----- PAGE TEXT
You hit a Main Idea question and your brain unclenches. "Finally, an easy one." You have a good feel for the passage, you scan the choices, and you pick the one that mentions the most important-sounding topic. Then you get it wrong, and you can't figure out why, because the answer you chose was completely true.
That's the thing about these questions: the test-makers already know you understood the passage. They're not checking your comprehension. They're checking whether you can tell the difference between an answer that is true and an answer that has the right scope. The gap between a 680 and a 780 on this section is often nothing more than that.
Think of the passage as a building. The supporting details are the individual rooms, the paragraphs are the floors, and the main idea is the architect's blueprint for the whole structure. The most common mistake is mistaking one beautifully designed room for the plan of the entire building.
The two ways to get scope wrong
Every wrong answer on a Main Idea question is a sin against scope, and there are only two of them.
Too narrow
This is the more common trap, and the more dangerous one, because the answer is 100% true. It just describes one part of the text — a single paragraph, one example, a background detail. It's a branch, not the tree. The test-makers love it because it preys on your relief at recognizing a familiar, accurate statement. An article about the entire history of the Roman Empire would not be titled "The Reign of Augustus," no matter how true that section was.
Too broad
The over-promise. This answer takes the topic and inflates it past what the passage actually supports. If the text is about the migration of one species of Arctic tern, the too-broad answer is about the migration of all birds. It's a clickbait title for an article that never delivers on the headline.
----------
----- DATA RECORDS
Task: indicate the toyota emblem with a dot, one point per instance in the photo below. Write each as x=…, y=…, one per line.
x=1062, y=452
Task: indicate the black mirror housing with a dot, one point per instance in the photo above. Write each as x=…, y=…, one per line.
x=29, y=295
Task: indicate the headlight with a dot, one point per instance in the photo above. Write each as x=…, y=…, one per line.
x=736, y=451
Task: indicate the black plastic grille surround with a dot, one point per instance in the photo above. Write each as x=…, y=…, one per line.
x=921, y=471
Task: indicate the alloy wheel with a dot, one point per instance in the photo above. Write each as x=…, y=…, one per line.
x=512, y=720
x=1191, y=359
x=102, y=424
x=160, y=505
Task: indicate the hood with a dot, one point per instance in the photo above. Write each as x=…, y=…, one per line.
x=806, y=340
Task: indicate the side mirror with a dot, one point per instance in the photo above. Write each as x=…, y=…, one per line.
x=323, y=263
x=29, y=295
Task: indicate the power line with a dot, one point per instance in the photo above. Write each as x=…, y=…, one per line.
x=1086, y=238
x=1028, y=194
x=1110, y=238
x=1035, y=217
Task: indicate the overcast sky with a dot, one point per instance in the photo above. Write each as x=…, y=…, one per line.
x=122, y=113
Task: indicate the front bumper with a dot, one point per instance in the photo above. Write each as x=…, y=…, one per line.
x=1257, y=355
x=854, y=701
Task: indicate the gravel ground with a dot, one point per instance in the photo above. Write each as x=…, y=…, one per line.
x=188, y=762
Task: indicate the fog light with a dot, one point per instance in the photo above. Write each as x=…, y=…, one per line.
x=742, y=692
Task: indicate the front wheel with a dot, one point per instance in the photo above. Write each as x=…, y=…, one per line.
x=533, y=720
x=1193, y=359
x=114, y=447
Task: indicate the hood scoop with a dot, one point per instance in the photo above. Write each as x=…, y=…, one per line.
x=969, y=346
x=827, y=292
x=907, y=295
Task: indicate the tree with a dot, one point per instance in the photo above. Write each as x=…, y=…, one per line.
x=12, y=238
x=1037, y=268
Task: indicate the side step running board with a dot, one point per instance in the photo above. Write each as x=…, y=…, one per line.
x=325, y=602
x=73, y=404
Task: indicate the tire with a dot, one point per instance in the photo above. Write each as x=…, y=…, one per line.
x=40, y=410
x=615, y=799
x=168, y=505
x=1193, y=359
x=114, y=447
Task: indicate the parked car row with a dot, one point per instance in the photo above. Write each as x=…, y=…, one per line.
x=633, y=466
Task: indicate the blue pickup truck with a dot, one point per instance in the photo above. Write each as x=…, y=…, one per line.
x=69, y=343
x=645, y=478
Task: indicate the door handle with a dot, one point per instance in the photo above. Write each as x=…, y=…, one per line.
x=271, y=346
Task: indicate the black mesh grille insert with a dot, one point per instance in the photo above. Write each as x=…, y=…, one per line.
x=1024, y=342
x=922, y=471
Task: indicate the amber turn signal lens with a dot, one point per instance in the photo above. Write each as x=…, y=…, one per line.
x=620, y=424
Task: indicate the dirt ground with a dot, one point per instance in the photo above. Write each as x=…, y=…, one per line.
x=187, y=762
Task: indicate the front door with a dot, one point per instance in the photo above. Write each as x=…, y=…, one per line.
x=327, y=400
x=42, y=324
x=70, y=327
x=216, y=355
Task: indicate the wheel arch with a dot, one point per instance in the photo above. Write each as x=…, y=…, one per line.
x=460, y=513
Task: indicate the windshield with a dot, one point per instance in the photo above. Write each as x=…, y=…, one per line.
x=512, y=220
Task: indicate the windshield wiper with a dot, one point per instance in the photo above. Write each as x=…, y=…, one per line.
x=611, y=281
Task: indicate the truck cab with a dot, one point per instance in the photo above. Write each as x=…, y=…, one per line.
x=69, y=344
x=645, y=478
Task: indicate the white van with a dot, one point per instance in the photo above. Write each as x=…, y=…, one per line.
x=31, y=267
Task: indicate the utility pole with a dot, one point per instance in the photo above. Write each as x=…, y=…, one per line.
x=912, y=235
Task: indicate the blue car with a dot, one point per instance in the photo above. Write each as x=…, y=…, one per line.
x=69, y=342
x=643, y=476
----------
(THINGS TO DO)
a: In the text on Main Idea questions, which of the two scope errors is called the more common trap?
b: Carry on the text about scope in Main Idea questions, starting after its last sentence.

(THE RESPONSES)
a: Too narrow: the answer that is true but describes only one part of the text.

b:
The correct answer sits between them, like Goldilocks's porridge. It captures the full sweep of the text without adding anything new or leaving a major part behind.
The Title Test
Here's the move that makes scope obvious. For each answer choice, ask yourself one question: "If this were the title of the passage, would it be accurate and complete?"
- A too-narrow choice makes a terrible title — it only covers part of the story.
- A too-broad choice makes a misleading title — the passage never delivers on that grand promise.
- The correct answer reads like a slightly boring but perfectly accurate academic title for the whole thing.
Purpose answers all start with a verb: "To describe," "To argue," "To compare," "To challenge." Before you even weigh the scope, decide whether the author is arguing or just describing. If the passage is a neutral, encyclopedic account, any choice starting with "To argue" or "To critique" is gone — no matter how accurate the rest of it is.
The Title Test in action
Take a passage about how machine learning has transformed the study of whale songs. It opens with the old, slow way researchers had to analyze recordings by hand, then spends the back half on the new AI models that do it in real time and the questions they're finally letting scientists answer.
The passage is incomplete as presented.